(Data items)

━━━━

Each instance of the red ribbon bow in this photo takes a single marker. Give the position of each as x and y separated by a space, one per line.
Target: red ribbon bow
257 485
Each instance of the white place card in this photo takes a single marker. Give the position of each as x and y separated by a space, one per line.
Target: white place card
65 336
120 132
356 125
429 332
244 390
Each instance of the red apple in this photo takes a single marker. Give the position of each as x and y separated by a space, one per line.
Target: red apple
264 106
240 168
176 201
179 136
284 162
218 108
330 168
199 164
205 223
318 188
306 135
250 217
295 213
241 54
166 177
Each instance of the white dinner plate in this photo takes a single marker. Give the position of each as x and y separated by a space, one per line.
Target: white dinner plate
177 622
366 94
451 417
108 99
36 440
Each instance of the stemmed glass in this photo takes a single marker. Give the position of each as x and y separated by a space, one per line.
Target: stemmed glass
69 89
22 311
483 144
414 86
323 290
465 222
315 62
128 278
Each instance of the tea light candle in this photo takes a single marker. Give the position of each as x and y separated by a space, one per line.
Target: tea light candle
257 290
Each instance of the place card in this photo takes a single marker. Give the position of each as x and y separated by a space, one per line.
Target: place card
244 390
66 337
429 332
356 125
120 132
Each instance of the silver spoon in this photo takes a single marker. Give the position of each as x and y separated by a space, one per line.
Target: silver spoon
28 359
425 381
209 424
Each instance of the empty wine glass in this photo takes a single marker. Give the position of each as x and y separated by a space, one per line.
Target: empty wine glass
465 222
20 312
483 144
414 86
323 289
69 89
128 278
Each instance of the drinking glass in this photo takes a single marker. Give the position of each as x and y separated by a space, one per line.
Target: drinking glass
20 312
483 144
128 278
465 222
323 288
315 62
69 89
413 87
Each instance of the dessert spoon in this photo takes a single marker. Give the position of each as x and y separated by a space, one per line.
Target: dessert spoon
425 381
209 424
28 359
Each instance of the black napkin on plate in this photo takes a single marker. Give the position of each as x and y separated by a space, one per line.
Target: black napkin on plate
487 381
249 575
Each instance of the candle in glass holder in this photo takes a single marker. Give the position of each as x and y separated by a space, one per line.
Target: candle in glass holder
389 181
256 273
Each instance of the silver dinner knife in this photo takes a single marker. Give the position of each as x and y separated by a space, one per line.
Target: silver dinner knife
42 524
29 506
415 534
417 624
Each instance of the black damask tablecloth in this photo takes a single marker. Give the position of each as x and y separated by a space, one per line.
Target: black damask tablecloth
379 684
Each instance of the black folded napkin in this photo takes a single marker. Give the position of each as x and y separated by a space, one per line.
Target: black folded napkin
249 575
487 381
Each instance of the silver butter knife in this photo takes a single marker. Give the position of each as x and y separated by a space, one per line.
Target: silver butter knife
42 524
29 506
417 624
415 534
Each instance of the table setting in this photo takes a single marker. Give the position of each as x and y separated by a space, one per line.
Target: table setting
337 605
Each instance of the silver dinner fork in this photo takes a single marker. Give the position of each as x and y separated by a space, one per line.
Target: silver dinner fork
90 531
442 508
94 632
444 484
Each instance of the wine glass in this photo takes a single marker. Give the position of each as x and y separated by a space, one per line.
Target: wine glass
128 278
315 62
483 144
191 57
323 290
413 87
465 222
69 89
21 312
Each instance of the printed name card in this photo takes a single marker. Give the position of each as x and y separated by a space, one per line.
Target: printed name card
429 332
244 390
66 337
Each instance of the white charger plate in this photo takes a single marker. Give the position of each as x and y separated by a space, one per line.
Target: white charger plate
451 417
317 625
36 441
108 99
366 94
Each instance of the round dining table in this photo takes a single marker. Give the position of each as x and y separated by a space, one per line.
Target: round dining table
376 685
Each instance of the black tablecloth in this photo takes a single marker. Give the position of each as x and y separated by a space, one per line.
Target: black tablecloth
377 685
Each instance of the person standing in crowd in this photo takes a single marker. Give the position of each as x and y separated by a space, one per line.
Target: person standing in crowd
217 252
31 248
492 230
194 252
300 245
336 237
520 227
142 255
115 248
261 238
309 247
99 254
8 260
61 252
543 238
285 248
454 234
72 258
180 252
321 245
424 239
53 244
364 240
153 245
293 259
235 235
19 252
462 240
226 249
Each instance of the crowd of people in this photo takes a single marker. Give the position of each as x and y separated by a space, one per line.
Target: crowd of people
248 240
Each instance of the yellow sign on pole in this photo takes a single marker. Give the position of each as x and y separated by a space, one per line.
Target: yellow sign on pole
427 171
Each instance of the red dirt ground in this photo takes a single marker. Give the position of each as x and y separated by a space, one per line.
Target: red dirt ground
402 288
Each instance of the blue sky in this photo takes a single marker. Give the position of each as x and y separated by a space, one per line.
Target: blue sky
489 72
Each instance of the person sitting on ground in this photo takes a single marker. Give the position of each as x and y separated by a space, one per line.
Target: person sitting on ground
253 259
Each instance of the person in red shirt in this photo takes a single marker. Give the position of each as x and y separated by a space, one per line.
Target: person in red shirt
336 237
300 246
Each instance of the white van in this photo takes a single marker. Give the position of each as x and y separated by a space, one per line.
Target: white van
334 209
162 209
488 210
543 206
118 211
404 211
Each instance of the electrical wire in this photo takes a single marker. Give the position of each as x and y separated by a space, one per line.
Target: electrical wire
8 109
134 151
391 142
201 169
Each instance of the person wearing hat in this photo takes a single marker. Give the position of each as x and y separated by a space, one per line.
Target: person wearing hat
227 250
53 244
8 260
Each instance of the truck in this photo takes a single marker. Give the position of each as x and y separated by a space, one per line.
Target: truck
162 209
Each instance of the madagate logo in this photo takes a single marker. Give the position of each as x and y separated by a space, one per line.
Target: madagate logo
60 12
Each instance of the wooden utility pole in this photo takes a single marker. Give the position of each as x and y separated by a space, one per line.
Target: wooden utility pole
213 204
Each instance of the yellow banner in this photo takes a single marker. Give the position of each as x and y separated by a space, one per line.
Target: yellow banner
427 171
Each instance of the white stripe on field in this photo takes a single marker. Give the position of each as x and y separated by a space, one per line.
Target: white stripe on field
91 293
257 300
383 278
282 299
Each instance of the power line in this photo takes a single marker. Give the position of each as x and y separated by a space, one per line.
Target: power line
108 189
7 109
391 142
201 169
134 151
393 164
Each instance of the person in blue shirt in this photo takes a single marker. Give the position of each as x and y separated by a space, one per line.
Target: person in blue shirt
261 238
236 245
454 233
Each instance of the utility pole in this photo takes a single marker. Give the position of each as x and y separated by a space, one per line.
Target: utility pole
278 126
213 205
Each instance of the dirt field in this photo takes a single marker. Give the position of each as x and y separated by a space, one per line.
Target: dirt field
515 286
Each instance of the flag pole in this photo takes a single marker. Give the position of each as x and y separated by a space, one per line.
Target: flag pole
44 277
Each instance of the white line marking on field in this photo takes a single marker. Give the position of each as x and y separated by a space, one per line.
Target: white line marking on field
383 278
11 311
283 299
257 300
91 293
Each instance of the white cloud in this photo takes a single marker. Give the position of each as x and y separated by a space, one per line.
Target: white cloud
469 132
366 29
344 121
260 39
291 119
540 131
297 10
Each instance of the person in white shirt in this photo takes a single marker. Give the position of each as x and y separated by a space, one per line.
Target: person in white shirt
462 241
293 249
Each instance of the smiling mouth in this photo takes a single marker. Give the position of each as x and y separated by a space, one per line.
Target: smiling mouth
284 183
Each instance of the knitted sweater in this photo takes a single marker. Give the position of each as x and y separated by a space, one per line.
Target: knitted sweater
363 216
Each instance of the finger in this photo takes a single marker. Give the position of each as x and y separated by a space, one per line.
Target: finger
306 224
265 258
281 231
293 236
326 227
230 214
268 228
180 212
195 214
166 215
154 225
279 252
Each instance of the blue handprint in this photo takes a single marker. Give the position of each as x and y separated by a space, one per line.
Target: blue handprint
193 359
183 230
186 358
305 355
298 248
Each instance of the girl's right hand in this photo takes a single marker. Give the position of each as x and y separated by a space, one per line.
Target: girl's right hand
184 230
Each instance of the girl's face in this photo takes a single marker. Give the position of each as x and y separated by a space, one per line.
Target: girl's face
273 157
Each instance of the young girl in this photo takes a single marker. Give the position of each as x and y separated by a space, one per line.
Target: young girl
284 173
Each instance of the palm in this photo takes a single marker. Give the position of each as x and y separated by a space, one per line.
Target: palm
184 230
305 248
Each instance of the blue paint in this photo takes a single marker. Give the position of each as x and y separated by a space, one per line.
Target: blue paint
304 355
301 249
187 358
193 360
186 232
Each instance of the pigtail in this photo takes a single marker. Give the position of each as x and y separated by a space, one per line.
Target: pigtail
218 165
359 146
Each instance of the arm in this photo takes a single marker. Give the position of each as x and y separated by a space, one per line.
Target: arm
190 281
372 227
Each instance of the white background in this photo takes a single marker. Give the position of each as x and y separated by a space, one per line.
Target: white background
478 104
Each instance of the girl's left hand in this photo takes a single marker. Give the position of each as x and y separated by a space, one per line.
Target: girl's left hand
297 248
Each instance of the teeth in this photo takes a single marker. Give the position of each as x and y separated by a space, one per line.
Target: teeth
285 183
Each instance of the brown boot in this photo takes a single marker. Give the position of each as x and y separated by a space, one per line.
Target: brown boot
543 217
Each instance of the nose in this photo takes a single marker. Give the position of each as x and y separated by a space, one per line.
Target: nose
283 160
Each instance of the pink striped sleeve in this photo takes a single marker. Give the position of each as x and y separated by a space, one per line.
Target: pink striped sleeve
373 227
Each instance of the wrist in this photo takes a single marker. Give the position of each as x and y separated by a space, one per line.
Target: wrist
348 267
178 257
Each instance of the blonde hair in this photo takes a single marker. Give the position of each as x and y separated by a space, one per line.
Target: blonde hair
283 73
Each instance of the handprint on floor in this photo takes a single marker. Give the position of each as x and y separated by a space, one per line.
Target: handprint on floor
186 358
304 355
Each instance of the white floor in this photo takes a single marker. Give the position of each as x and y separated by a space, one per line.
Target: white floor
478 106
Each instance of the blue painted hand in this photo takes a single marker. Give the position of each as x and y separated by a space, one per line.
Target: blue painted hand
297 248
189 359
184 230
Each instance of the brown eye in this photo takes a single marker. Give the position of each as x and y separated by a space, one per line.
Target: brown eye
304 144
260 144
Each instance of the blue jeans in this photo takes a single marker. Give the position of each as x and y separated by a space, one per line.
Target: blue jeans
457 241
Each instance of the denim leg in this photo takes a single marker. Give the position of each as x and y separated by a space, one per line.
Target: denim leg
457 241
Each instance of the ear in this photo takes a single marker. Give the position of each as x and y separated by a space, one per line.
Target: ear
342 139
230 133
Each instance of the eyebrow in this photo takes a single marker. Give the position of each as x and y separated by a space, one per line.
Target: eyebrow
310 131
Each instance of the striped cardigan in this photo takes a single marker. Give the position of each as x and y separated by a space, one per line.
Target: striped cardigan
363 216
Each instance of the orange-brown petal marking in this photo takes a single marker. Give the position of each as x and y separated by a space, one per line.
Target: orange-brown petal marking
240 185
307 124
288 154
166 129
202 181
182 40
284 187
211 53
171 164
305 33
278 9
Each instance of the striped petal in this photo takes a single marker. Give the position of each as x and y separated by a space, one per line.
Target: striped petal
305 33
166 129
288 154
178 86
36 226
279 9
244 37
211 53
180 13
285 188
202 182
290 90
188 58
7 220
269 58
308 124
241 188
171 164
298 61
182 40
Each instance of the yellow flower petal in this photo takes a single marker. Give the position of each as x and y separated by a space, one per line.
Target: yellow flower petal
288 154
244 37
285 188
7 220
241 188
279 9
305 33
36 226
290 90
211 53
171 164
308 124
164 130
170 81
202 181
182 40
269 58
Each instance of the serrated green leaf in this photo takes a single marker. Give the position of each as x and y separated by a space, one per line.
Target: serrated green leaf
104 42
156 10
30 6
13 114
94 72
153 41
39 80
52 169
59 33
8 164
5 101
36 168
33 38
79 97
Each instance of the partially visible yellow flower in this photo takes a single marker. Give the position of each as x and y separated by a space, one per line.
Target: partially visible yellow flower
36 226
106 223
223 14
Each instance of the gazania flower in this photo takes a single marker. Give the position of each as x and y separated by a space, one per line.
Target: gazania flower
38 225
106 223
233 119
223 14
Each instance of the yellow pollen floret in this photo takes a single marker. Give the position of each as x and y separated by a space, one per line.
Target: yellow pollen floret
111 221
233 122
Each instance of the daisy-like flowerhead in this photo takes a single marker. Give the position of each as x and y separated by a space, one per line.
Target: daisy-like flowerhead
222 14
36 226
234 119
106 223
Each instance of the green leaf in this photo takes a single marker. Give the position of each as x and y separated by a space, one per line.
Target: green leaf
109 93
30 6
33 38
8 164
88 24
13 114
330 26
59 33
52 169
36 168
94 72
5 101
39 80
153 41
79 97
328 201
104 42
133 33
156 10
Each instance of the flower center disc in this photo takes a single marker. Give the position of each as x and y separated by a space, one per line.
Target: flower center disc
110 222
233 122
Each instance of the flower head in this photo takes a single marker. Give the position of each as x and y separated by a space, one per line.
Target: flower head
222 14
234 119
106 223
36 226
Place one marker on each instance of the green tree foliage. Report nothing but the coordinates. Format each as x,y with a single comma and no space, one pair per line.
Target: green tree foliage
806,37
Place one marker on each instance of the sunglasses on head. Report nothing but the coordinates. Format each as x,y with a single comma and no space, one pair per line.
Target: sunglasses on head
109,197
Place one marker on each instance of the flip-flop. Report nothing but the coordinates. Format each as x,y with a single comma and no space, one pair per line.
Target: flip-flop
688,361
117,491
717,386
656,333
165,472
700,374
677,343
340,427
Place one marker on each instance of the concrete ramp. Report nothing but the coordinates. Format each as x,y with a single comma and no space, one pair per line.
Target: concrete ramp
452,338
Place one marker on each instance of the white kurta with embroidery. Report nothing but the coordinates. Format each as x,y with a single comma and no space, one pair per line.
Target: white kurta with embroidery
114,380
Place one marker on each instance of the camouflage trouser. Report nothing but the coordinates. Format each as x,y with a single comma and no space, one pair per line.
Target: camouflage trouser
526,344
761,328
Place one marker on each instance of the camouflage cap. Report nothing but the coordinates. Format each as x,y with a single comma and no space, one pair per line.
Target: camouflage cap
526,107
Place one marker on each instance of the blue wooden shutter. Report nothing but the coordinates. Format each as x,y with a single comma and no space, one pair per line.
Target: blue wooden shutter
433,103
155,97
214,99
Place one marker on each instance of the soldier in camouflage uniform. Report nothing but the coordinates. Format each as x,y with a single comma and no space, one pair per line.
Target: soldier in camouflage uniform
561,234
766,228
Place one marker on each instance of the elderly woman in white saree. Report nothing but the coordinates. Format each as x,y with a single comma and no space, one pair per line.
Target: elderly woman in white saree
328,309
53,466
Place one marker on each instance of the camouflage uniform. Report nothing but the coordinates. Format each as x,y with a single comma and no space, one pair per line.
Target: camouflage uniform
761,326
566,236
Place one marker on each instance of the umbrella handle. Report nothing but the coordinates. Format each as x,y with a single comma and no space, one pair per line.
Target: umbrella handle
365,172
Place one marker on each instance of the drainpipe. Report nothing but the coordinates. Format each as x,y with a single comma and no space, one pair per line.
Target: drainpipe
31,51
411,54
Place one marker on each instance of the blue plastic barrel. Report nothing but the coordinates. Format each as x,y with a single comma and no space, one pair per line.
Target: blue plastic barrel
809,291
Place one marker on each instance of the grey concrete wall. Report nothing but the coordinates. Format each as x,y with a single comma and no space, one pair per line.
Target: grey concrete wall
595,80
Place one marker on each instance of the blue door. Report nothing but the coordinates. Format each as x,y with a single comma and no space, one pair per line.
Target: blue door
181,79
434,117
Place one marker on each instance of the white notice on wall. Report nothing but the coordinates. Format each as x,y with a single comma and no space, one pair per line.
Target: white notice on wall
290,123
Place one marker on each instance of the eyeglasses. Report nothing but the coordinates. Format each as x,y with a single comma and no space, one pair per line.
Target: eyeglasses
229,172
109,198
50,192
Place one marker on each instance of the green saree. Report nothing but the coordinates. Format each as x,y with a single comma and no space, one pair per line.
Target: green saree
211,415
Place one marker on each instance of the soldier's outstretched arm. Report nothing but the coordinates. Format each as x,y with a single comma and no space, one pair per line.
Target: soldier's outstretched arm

━━━━

§ **WORK TO COMPLETE**
Whenever the word "outstretched" occurs in a line above, copy that line.

§ **RESPONSE FOR THIS EXERCISE**
Place one marker on each instance of the soldier's outstretched arm. Report nothing but the coordinates. Format each as x,y with a single comma and no space, one pair per line.
Target: soldier's outstretched arm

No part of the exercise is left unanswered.